Given data
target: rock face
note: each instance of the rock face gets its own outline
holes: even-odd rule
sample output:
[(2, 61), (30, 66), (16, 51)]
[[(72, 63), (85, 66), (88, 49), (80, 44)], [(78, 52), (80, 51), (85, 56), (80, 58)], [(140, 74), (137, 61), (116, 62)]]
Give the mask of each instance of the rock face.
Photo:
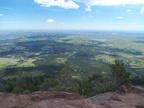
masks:
[(102, 93), (87, 99), (67, 92), (1, 93), (0, 108), (144, 108), (144, 87), (122, 88), (120, 92)]

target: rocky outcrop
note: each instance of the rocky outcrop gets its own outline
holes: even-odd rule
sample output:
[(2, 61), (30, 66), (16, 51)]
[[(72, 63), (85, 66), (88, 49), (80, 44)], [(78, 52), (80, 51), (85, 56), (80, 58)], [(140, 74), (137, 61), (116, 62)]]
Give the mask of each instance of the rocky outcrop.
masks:
[[(124, 90), (122, 90), (124, 89)], [(143, 87), (121, 87), (84, 99), (77, 93), (34, 92), (29, 95), (0, 94), (0, 108), (144, 108)]]
[(47, 99), (67, 99), (67, 100), (76, 100), (82, 99), (78, 93), (67, 93), (67, 92), (34, 92), (29, 95), (33, 101), (47, 100)]
[(129, 89), (129, 93), (135, 93), (135, 94), (140, 94), (144, 96), (144, 87), (141, 86), (132, 86)]

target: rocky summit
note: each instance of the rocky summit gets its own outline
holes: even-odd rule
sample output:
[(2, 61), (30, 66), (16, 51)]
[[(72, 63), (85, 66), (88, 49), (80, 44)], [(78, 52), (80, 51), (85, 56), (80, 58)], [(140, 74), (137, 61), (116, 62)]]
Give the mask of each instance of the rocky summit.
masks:
[(29, 95), (0, 93), (0, 108), (144, 108), (144, 87), (83, 98), (77, 93), (38, 91)]

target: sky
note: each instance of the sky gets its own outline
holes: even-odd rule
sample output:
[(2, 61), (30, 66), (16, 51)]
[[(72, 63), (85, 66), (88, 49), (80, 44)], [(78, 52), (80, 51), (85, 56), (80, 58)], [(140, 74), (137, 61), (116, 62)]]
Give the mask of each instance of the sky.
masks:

Assignment
For this exercise, return the material word for word and drop each image.

Result for this task
target: rock face
note: each instance of the rock face gets its own outline
holes: even-odd rule
sample output:
[(2, 61), (30, 66), (16, 51)]
[[(72, 63), (85, 66), (88, 49), (80, 44)], [(78, 52), (80, 51), (85, 56), (80, 58)], [(140, 74), (137, 61), (116, 62)]]
Give the mask of each instance of the rock face.
Photo:
masks:
[(102, 93), (87, 99), (67, 92), (1, 93), (0, 108), (144, 108), (144, 87), (122, 88), (120, 92)]

target: rocky outcrop
note: each instance of the rocky outcrop gets its own outline
holes: even-odd rule
sample output:
[(2, 61), (30, 66), (16, 51)]
[[(72, 63), (85, 66), (88, 49), (80, 44)], [(78, 52), (80, 51), (85, 56), (80, 58)], [(140, 74), (137, 61), (116, 62)]]
Give the mask of each instance of the rocky outcrop.
masks:
[[(124, 90), (122, 90), (124, 89)], [(143, 87), (121, 87), (84, 99), (77, 93), (34, 92), (29, 95), (0, 94), (0, 108), (144, 108)]]
[(47, 99), (67, 99), (67, 100), (76, 100), (82, 99), (78, 93), (67, 93), (67, 92), (34, 92), (29, 95), (33, 101), (47, 100)]
[(129, 89), (129, 93), (135, 93), (135, 94), (140, 94), (144, 96), (144, 87), (141, 86), (132, 86)]

target: rocky summit
note: each instance of the rocky summit gets its own outline
holes: even-odd rule
sample output:
[(2, 61), (30, 66), (16, 51)]
[[(72, 63), (85, 66), (88, 49), (80, 44)], [(78, 52), (80, 51), (85, 56), (80, 58)], [(140, 74), (137, 61), (116, 62)]]
Give the mask of each instance of the rocky summit.
masks:
[(29, 95), (0, 93), (0, 108), (144, 108), (144, 87), (83, 98), (77, 93), (38, 91)]

target: sky
note: each instance of the sky gets its own outline
holes: even-odd rule
sample output:
[(2, 61), (30, 66), (16, 51)]
[[(72, 63), (85, 66), (88, 49), (80, 44)], [(78, 52), (80, 51), (85, 56), (80, 58)], [(140, 74), (137, 61), (116, 62)]]
Give the mask of each instance of the sky.
masks:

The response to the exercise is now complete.